__DOCUMENT SECTION__:
A top Federal Reserve official has warned the spread of the Delta coronavirus variant and low vaccination rates in some parts of the world poses a threat to the global recovery as she urged caution in removing monetary support for the US economy.

May Daly is the president of the Federal Reserve Bank of San Francisco.  Her suggestion is that anyone declaring premature victory over Covid has it wrong.

In the same paper it is noted that:

Stock markets dropped on Thursday on rising concerns about prospects for the global economy, following days of sharp moves in government bonds that hinted at slower growth and inflation than previously expected.

Robert Armstrong also notes in the FT that in little over a week US ten year Treasury yields have dropped from about 1.52% to just over 1.3%.

There has been no big economic news to make that happen. What there has instead been is a breaking of the hype that I have long criticised, which said that the pandemic was over and boom times, plus inflation, were on their way. They are not. The delta variant is what is happening instead, with other variants (no doubt, I am afraid, given the way the UK government is managing the crisis) to follow. And now markets have realised that.

__PROMPT__:
Extend the piece on the Delta variant and the markets, picking up right after its last sentence. The entries that come next are separate material and have nothing to do with the text above.

__PROVIDED RECORDS__:
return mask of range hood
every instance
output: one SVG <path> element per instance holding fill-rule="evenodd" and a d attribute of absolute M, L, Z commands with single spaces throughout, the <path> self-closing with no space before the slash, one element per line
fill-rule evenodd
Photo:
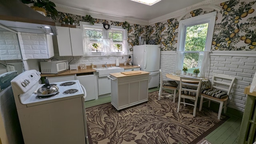
<path fill-rule="evenodd" d="M 18 0 L 1 0 L 0 24 L 16 32 L 57 34 L 55 22 Z"/>

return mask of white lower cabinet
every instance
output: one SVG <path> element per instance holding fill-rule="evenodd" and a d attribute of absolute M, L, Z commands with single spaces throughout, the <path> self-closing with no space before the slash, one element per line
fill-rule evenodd
<path fill-rule="evenodd" d="M 76 74 L 76 79 L 86 90 L 85 101 L 95 100 L 96 98 L 94 76 L 94 74 Z"/>
<path fill-rule="evenodd" d="M 128 72 L 128 71 L 137 71 L 137 70 L 140 70 L 140 68 L 128 68 L 128 69 L 124 69 L 124 71 L 125 72 Z"/>
<path fill-rule="evenodd" d="M 107 76 L 98 78 L 99 96 L 111 93 L 111 81 Z"/>
<path fill-rule="evenodd" d="M 111 78 L 111 104 L 117 110 L 148 101 L 148 74 Z"/>

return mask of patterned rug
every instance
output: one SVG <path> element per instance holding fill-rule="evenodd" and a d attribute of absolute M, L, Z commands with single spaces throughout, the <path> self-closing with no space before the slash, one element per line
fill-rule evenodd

__EXERCISE RESULT__:
As I have said, time and again, that means economic reopening is now becoming a nightmare. Withdrawing support for markets, as is happening in the UK at full tilt now, is a mistake on an epic scale, and economic downturn and even deflation are more likely than upturn and inflation at present.

It seems that markets now agree with me. I welcome the return of some sanity in them, even if the return only confirms how irrationally exuberant markets can be.

What I do not welcome is the economic stress to come. That is avoidable. But will a UK government now dedicated to cost cutting and passing the burden of Covid onto the UK population whilst washing its own hands of responsibility for it take the necessary steps to help the economy? I doubt it. The Javid / Sunak alliance that now dominates government thinking is not going to permit that. The consequences could be very ugly.